Activity: The string "front" may appear in lines of the listing. Report each line where it does.

####

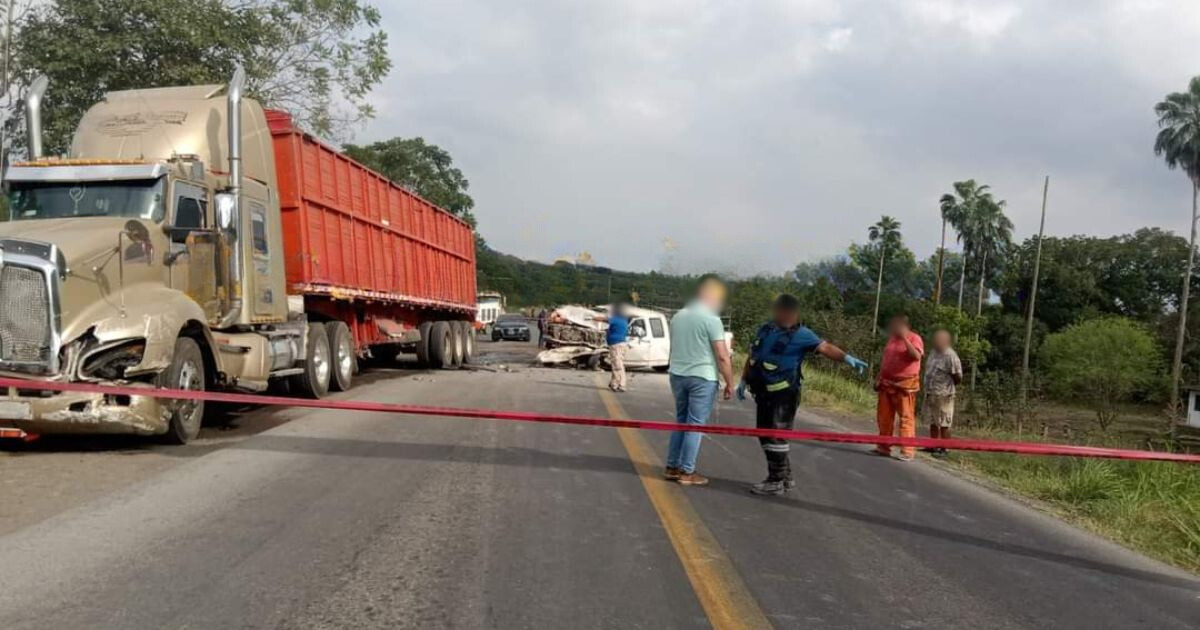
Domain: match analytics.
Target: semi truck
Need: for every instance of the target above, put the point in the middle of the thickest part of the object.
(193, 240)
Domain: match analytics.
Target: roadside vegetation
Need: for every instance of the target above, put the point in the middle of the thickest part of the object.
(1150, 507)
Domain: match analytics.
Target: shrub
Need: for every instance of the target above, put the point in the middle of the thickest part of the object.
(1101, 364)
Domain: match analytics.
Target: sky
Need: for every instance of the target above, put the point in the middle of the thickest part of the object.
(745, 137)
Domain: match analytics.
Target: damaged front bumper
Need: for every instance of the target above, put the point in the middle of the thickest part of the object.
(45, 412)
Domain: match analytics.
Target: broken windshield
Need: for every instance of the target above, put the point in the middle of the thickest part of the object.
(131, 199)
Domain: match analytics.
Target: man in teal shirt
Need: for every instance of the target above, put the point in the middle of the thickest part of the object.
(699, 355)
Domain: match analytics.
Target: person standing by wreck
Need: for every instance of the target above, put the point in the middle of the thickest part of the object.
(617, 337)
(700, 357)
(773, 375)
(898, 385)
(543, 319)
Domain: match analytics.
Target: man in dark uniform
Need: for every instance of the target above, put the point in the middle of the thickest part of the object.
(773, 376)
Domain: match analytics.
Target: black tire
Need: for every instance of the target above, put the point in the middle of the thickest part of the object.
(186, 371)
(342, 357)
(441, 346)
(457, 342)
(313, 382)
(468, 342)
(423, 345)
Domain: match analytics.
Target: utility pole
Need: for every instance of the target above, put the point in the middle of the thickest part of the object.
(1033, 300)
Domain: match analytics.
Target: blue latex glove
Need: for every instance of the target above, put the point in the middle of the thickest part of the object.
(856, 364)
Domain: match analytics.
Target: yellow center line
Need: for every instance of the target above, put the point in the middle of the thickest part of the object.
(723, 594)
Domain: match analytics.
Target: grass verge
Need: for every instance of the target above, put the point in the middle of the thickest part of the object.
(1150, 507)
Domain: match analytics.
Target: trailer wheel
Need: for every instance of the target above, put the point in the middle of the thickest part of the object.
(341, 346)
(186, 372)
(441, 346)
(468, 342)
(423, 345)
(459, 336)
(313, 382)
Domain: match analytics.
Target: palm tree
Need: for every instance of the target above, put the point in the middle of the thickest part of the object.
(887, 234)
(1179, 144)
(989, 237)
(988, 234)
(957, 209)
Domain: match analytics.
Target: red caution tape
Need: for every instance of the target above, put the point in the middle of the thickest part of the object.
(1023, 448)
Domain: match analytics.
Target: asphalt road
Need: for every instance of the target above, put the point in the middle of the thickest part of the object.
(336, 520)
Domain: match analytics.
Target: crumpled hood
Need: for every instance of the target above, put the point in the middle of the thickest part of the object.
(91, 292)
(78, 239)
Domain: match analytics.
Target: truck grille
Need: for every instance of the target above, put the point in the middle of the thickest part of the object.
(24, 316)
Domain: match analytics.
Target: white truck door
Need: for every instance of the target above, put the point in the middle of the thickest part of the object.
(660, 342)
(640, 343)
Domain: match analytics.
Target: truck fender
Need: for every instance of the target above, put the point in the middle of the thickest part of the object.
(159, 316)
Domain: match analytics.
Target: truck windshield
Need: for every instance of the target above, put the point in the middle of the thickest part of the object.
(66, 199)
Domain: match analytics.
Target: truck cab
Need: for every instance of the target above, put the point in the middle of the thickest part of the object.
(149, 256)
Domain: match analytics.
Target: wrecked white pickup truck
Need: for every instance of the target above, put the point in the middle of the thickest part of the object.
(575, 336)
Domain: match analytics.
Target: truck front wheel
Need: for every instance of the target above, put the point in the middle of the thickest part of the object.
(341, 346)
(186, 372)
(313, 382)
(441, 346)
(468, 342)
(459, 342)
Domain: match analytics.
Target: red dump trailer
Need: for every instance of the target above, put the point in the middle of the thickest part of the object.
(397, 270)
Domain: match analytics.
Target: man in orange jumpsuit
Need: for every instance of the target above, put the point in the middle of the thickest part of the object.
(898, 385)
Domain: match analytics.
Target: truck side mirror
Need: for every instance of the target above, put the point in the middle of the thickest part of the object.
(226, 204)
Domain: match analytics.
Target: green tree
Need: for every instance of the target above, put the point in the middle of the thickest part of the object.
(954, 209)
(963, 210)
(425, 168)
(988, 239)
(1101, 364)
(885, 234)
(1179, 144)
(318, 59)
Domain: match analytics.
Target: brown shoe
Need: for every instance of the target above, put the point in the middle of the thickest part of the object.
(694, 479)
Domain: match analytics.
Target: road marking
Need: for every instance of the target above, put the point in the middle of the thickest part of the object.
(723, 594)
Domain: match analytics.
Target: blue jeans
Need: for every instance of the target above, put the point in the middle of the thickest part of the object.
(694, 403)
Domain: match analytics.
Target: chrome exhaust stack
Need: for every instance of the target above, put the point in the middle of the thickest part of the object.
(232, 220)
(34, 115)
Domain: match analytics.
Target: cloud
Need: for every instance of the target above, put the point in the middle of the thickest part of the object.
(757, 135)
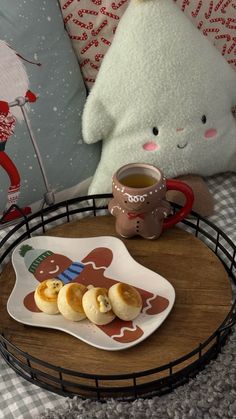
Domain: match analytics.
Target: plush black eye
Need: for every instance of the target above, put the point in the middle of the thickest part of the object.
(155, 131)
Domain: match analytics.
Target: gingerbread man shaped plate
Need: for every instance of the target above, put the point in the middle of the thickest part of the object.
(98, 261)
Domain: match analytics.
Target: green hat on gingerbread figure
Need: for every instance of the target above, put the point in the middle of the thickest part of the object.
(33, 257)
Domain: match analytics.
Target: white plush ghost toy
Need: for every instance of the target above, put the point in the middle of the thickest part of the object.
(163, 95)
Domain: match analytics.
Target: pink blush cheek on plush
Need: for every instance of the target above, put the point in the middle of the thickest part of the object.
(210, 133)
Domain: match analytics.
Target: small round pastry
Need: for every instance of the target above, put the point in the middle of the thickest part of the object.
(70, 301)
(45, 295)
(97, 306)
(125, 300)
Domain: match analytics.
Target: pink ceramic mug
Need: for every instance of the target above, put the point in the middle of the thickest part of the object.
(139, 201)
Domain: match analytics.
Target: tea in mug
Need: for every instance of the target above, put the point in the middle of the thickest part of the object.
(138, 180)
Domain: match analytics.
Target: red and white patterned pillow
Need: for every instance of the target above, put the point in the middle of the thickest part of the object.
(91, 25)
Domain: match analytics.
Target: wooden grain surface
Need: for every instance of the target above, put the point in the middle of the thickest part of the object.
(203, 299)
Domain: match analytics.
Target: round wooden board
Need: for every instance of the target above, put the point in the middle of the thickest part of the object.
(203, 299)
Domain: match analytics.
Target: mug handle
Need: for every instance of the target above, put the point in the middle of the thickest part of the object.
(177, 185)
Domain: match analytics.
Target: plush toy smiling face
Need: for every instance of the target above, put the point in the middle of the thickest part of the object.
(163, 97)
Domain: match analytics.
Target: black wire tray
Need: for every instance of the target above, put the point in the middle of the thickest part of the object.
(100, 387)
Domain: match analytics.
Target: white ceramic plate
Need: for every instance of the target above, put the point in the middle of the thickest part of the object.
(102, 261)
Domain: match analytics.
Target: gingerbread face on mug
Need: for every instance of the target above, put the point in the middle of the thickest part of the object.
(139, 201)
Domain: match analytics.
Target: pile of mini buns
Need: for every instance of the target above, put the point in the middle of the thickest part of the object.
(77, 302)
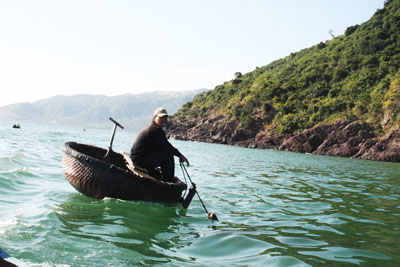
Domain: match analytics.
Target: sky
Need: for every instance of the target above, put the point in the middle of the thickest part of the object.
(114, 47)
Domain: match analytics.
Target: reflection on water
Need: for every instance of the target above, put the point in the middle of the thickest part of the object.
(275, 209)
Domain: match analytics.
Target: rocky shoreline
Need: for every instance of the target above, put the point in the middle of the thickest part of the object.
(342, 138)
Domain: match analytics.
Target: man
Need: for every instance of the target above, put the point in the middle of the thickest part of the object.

####

Response below:
Target: damaged front bumper
Target: truck front wheel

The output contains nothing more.